■ **Provided material**
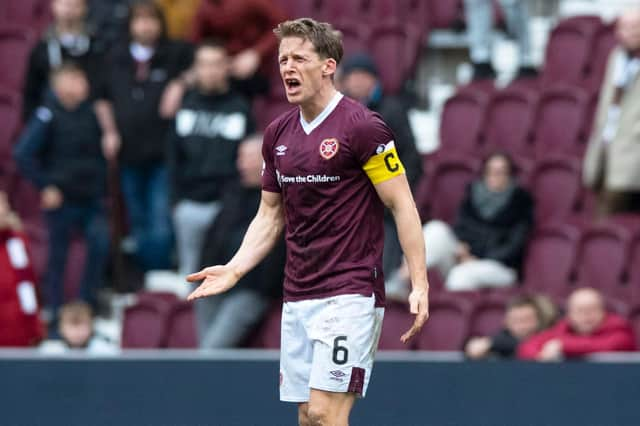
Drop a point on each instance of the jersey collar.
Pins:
(308, 127)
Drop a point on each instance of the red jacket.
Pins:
(19, 321)
(615, 334)
(240, 24)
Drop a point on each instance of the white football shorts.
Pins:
(328, 344)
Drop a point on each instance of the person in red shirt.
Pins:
(587, 329)
(19, 321)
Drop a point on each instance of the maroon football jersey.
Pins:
(333, 215)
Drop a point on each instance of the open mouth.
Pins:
(292, 83)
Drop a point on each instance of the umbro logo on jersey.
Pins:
(329, 148)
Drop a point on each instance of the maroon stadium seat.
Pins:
(445, 13)
(15, 46)
(604, 40)
(509, 121)
(448, 185)
(397, 320)
(487, 317)
(549, 260)
(567, 53)
(560, 121)
(556, 188)
(181, 326)
(601, 258)
(448, 324)
(463, 116)
(145, 324)
(394, 48)
(10, 119)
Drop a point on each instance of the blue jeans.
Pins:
(145, 191)
(89, 218)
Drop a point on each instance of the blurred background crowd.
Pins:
(130, 156)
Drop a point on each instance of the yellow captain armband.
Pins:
(384, 164)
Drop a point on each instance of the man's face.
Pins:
(522, 321)
(359, 84)
(145, 28)
(211, 68)
(301, 69)
(585, 311)
(68, 10)
(628, 30)
(71, 88)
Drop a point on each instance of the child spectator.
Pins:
(588, 328)
(211, 122)
(19, 322)
(59, 152)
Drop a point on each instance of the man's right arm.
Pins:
(261, 236)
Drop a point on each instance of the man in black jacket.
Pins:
(210, 123)
(59, 152)
(359, 80)
(136, 76)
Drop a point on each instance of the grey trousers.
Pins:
(479, 16)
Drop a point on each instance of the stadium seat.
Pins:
(396, 321)
(448, 185)
(604, 40)
(549, 260)
(10, 118)
(145, 324)
(448, 324)
(601, 258)
(487, 317)
(445, 14)
(509, 121)
(560, 122)
(556, 188)
(395, 49)
(181, 326)
(463, 116)
(567, 53)
(15, 45)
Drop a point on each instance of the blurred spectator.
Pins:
(77, 332)
(487, 242)
(59, 152)
(180, 15)
(359, 80)
(480, 19)
(211, 122)
(246, 29)
(67, 39)
(136, 76)
(522, 319)
(19, 321)
(612, 162)
(224, 321)
(587, 329)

■ **Work task**
Strip out the pictures and repeat the listing above exactly.

■ **Answer box**
Drop a point on each instance of the jersey collar.
Pins:
(308, 127)
Drop a point on each instance of the red jacket.
Pins:
(19, 321)
(615, 334)
(240, 24)
Drop a point on each instance of the white football shorts.
Pins:
(328, 344)
Drop a point on each instance of the person in red shirt.
Pins:
(587, 329)
(19, 321)
Drop a point on each instance of the maroon football jersey.
Pins:
(333, 215)
Drop a point on each instance of the open mouth.
Pins:
(292, 83)
Drop a point on each instance of the umbro logo on jersey.
Pins:
(329, 148)
Drop a point on each instance of the maroon stadium seat.
Pins:
(445, 13)
(15, 46)
(604, 40)
(509, 121)
(448, 185)
(397, 320)
(487, 317)
(549, 260)
(567, 53)
(560, 121)
(556, 188)
(181, 326)
(601, 258)
(448, 324)
(463, 116)
(145, 324)
(394, 48)
(10, 119)
Drop a point on each instance of the blue jeans.
Pins:
(145, 191)
(89, 218)
Drop a point on each instance of the blurred background crowd.
Pins:
(130, 156)
Drop a point on each instance of the yellow captain armband.
Pins:
(384, 164)
Drop a point on each instance of the man's face.
Pins:
(522, 321)
(359, 84)
(145, 28)
(211, 68)
(301, 69)
(585, 311)
(68, 10)
(628, 30)
(71, 88)
Drop a point on each instance of the child spectator.
Pins:
(588, 328)
(211, 122)
(19, 322)
(59, 152)
Drop a point on each instance of the man's right arm.
Pins:
(261, 236)
Drop a point on each instance of the man in black jacket.
Pins:
(210, 123)
(59, 152)
(359, 80)
(136, 76)
Drop a point on each instance of the grey trousers.
Pins:
(479, 16)
Drop a point on each instance of the stadium seat.
Pins:
(396, 321)
(448, 185)
(604, 40)
(549, 260)
(10, 118)
(145, 324)
(448, 324)
(601, 258)
(487, 317)
(445, 14)
(509, 121)
(560, 122)
(556, 188)
(395, 49)
(181, 326)
(463, 116)
(567, 53)
(15, 45)
Drop a point on each instance of the blurred spectator.
Pins:
(77, 332)
(487, 242)
(59, 152)
(180, 15)
(359, 80)
(480, 19)
(211, 122)
(246, 29)
(67, 39)
(136, 76)
(522, 319)
(19, 321)
(612, 162)
(224, 321)
(587, 329)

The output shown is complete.